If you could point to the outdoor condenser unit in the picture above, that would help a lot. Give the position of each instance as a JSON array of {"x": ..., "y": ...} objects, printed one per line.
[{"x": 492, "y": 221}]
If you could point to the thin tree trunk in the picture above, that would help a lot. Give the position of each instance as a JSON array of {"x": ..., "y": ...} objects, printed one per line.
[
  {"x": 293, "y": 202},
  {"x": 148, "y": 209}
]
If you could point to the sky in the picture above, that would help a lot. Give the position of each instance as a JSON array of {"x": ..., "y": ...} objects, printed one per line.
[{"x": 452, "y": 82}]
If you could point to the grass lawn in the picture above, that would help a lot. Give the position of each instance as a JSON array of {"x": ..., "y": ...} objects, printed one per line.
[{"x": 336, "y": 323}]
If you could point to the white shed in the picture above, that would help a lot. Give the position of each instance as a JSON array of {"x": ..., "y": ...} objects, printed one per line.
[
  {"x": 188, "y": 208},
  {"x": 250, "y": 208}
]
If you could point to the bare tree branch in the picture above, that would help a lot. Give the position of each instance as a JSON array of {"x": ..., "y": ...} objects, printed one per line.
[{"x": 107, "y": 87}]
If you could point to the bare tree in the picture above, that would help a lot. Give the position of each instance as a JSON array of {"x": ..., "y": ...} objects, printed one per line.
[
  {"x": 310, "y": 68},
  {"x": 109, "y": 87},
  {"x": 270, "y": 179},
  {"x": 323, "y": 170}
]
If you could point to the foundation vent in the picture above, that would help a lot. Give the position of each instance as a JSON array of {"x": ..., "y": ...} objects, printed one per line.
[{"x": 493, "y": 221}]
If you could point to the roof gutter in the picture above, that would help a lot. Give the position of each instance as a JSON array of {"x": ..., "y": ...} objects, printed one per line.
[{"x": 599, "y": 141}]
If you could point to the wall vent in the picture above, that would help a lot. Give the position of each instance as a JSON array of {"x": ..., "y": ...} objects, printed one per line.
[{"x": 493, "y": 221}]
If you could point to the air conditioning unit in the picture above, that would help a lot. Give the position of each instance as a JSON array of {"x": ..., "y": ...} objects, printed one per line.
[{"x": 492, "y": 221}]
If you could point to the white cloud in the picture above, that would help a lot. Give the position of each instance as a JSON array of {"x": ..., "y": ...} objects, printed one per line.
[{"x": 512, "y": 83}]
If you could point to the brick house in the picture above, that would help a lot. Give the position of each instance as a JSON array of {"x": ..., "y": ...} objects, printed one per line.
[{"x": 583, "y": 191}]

----------------

## Job:
Copy out the lines word for word, starting at the line that contains "If you could point to the brick" and continuing through the last line, with both ends included.

## Worked answer:
If you could point to the brick house in the picture above, that would help a lot. Give the position of each instance as a JSON array of {"x": ..., "y": ...} objects, printed one per line.
[{"x": 583, "y": 191}]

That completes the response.